The Environmental Protection Agency (“EPA”) initially administers the NPDES program for each state, but the states may apply for a transfer of permitting authority to state officials. Nat'l Ass'n of Home Builders, 551 U.S. at 650, 127 S.Ct. 2518. Once authority is transferred, state officials are responsible for reviewing and approving NPDES permits. Id. However, the EPA retains an oversight role in the permitting process; the state must advise the EPA of each permit it proposes to issue, and the EPA may lodge an objection to any permit. Id. at 650 n. 1, 127 S.Ct. 2518 (citing 33 U.S.C. §§ 1342(d)(1), (2); 40 C.F.R. § 123.44(c)). If the state fails to resubmit a revised permit that satisfies the EPA's objection, authority over the permit reverts to the EPA. Id. at 650 n. 1, 127 S.Ct. 2518 (citing 33 U.S.C. § 1342(d)(4)).

B. Surface Mining Control and Reclamation Act

Congress enacted the SMCRA in order to ensure that “coal mining operations are so conducted as to protect the environment.” 30 U.S.C. § 1202(d). Like the CWA, the SMCRA allows states to adopt their own regulatory programs, so long as those programs comply with the requirements of federal law.1 See generally 30 U.S.C. § 1253. The West Virginia Surface Coal Mining and Reclamation Act (“WVSCMRA”), West Virginia's regulatory program, empowers WVDEP to issue surface mining permits. See W.Va.Code § 22–3–2. Permits are subject to specific performance standards, and holders of such permits must meet all applicable standards. See 38 C.S.R. § 2–14. One standard mandated by the Act requires that mining activities be conducted in a manner which “prevent[s] material damage to the hydrologic balance outside the permit area.” 38 C.S.R. § 2–14.5; see also 30 C.F.R. §§ 816.41(a), 817.41(a). A second standard directs that [d]ischarge ... shall not violate effluent limitations or cause a violation of applicable water quality standards.” 38 C.S.R. § 2–14.5b; see also 30 C.F.R. §§ 816.42, 817.42. Applicable water quality standards include the effluent limitations imposed pursuant to the CWA; therefore, if a permittee violates the terms of its CWA permit, the permittee is also in violation of the performance standards imposed by its SMCRA permit.2

C. Citizen Suits

The enforcement schemes established by both the CWA and SMCRA carve out a role for ordinary citizens, who are empowered to bring suit against polluters for their violations of the law. See 33 U.S.C. § 1365; 30 U.S.C. § 1270. Citizen suits, while not the primary mechanism of enforcement for either statute, “can serve as a check to ensure the state and federal governments are diligent in prosecuting ... violations.” Piney Run, 523 F.3d at 456. While citizen suit provisions are “critical” to the enforcement of these statutes, they are meant “to supplement rather than to supplant governmental action.” Id. (quoting Gwaltney of Smithfield, Ltd. v. Chesapeake Bay Found., Inc., 484 U.S. 49, 60, 108 S.Ct. 376, 98 L.Ed.2d 306 (1987)). Citizen suits are only proper, therefore, if governmental agencies “fail to exercise their enforcement responsibilities.” Gwaltney, 484 U.S. at 60, 108 S.Ct. 376;see also Envtl. Conserv. Org. v. City of Dallas, 529 F.3d 519, 528 (5th Cir.2008) (“The primary function of a citizen suit is to spur agency enforcement of the law.”).

Information given:

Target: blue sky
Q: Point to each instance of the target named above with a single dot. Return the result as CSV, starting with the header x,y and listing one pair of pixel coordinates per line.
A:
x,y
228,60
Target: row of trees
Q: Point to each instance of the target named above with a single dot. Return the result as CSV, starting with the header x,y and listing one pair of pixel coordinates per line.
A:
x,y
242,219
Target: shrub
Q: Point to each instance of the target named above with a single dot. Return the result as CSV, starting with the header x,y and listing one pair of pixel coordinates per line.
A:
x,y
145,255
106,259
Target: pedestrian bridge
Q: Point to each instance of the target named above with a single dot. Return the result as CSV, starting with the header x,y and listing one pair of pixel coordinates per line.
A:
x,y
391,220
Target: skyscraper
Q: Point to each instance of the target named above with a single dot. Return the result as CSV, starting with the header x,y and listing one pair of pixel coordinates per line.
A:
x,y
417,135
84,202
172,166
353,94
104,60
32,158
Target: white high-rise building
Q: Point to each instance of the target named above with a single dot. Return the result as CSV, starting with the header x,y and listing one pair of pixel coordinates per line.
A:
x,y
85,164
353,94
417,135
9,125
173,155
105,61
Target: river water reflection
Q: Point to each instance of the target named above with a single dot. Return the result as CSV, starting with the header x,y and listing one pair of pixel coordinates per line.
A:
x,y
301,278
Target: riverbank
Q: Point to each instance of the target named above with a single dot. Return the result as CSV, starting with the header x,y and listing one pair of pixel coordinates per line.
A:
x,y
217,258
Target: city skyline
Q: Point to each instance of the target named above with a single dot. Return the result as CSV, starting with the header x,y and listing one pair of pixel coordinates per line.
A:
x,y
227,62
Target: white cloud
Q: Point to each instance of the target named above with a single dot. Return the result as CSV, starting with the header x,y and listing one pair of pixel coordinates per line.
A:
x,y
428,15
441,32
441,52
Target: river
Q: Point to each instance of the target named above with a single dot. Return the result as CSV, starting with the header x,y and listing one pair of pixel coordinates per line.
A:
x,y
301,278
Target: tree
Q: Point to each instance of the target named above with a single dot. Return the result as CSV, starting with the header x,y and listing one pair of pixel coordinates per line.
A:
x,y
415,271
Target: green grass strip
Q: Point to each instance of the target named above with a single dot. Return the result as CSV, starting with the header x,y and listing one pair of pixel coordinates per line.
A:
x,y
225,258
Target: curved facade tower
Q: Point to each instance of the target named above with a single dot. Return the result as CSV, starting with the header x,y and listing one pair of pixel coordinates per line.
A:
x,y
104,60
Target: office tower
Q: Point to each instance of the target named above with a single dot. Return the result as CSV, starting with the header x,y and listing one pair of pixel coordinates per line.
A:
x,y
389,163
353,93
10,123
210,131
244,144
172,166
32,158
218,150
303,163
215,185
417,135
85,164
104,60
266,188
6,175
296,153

Things to do:
[A] In the environmental law excerpt, reproduce the passage starting at "The Environmental Protection" and ending at "U.S.C. § 1342(d)(4)).", swapping "state officials" for "state authorities".
[B] Answer these questions from the environmental law excerpt:
(i) Once permitting authority is transferred, what must the state advise the EPA of?
(ii) Under the West Virginia Surface Coal Mining and Reclamation Act, which agency is empowered to issue surface mining permits?
(iii) According to the quoted Fifth Circuit decision, what is the primary function of a citizen suit?

Solution list:
[A]
The Environmental Protection Agency (“EPA”) initially administers the NPDES program for each state, but the states may apply for a transfer of permitting authority to state authorities. Nat'l Ass'n of Home Builders, 551 U.S. at 650, 127 S.Ct. 2518. Once authority is transferred, state authorities are responsible for reviewing and approving NPDES permits. Id. However, the EPA retains an oversight role in the permitting process; the state must advise the EPA of each permit it proposes to issue, and the EPA may lodge an objection to any permit. Id. at 650 n. 1, 127 S.Ct. 2518 (citing 33 U.S.C. §§ 1342(d)(1), (2); 40 C.F.R. § 123.44(c)). If the state fails to resubmit a revised permit that satisfies the EPA's objection, authority over the permit reverts to the EPA. Id. at 650 n. 1, 127 S.Ct. 2518 (citing 33 U.S.C. § 1342(d)(4)).

[B]
(i) Each permit it proposes to issue.
(ii) WVDEP.
(iii) To spur agency enforcement of the law.